Wherever the listing holds a picture, leave it out, and copy the remainder exactly.

▶

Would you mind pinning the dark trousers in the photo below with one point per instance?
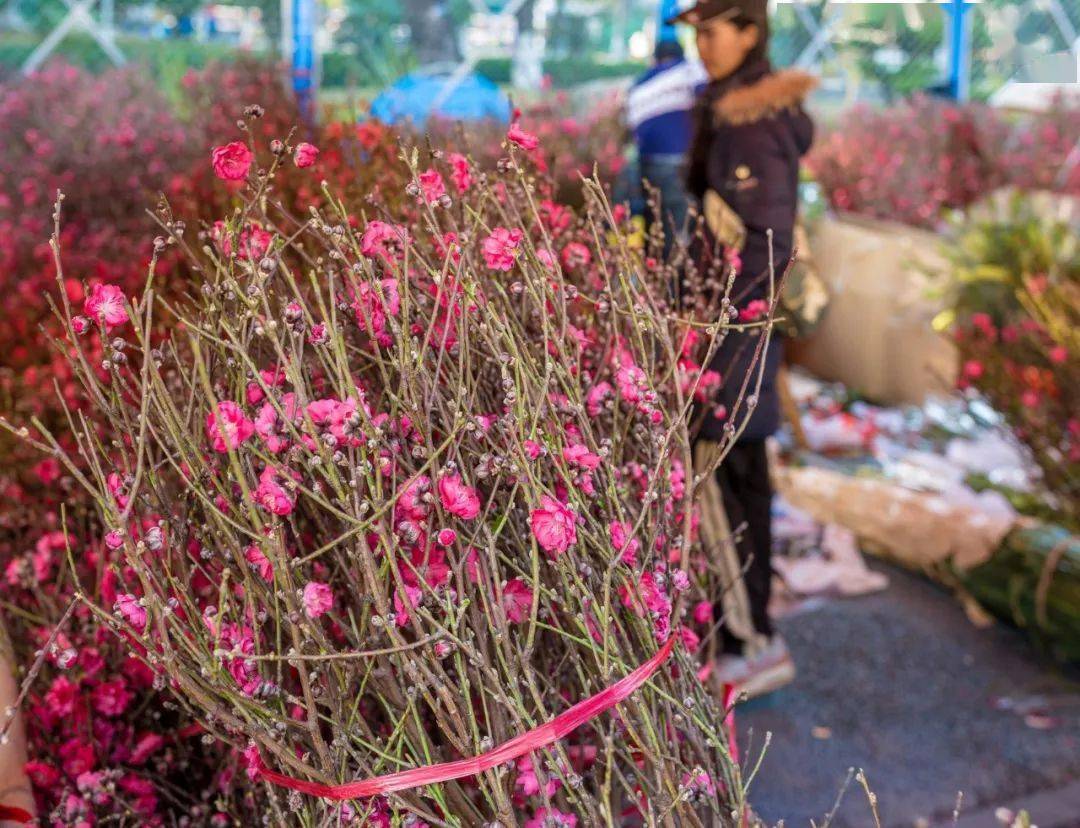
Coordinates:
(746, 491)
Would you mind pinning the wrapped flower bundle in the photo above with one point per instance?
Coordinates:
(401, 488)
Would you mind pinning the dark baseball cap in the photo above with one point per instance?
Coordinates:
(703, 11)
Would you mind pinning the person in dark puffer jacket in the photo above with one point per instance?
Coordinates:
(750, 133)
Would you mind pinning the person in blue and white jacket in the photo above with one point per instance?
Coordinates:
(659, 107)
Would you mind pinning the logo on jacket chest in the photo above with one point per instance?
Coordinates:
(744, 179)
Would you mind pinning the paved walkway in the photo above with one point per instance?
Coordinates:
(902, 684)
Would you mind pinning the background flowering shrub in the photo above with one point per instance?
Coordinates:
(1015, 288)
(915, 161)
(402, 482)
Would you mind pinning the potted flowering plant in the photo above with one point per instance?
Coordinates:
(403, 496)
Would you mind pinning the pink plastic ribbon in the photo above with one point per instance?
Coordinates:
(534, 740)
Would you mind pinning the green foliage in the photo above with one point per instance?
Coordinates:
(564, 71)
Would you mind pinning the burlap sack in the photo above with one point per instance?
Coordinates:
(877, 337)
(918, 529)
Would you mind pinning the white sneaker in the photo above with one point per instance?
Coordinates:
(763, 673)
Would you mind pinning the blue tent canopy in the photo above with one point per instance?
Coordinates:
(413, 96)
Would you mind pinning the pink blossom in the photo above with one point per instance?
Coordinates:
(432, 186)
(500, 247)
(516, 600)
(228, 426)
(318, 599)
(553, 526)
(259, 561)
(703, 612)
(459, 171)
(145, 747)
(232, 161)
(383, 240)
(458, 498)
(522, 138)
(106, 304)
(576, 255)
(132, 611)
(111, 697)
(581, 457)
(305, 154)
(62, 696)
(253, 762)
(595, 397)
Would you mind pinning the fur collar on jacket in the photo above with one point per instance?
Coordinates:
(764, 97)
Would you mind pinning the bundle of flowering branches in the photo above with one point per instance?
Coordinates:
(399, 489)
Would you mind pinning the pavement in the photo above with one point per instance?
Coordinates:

◀

• [Solution for this problem]:
Would you mind pinning the dark trousers in the photo below with one point per instance?
Coordinates:
(746, 491)
Would you mind pinning the wrapped flower bundle in the photo above with one point per instance?
Coordinates:
(401, 488)
Would you mind pinning the dark baseball cap in the photo above with one point per instance?
Coordinates:
(703, 11)
Would you mind pinning the person in dark puffer jacket in the photo above with one point per instance?
Coordinates:
(750, 133)
Would you mind pinning the person in blue and white jacket in the photo above with one point per instance?
Coordinates:
(659, 107)
Would you mind pinning the logo on jacket chest in the photo above with one point per instance?
Coordinates:
(744, 179)
Would you mind pinning the paved walkway in the photo above with one point per instance?
Coordinates:
(902, 684)
Would you mind pinning the background flowering shrub in the photo above with one point per instance?
Coordinates:
(1015, 288)
(915, 161)
(402, 482)
Would you mind pinning the potted flowering plant in the photo above with one point per instance?
Coordinates:
(403, 496)
Would you mind pinning the pink plastic ribbon in the photo above with one point per instance?
Coordinates:
(534, 740)
Would you mind pinning the green foliage in the photo above with one point per instance?
Coordinates:
(564, 71)
Would you mind pinning the burlap sack in the photo above with one point per instance?
Coordinates:
(877, 337)
(918, 529)
Would you mind pinning the white sneaker in the photo above with one point per instance?
Coordinates:
(763, 673)
Would you mind pinning the blue tent canopy in the photo above with one point per instance?
Coordinates:
(413, 96)
Would you mind pinning the pink blossom in the photo above with one point per instance?
Coordinates:
(432, 186)
(500, 247)
(516, 600)
(228, 426)
(318, 599)
(553, 526)
(259, 561)
(703, 612)
(459, 171)
(145, 747)
(232, 161)
(383, 240)
(458, 498)
(522, 138)
(106, 304)
(576, 255)
(132, 611)
(111, 697)
(581, 457)
(305, 154)
(62, 696)
(253, 762)
(595, 397)
Would you mind pinning the fur collar on jacket in the photo above with one point per instance?
Coordinates:
(764, 97)
Would you mind pinning the bundle of flowering branches in the photo above with one point per instance?
Coordinates:
(399, 489)
Would you mind pinning the pavement in the photo above with one point per instance?
Coordinates:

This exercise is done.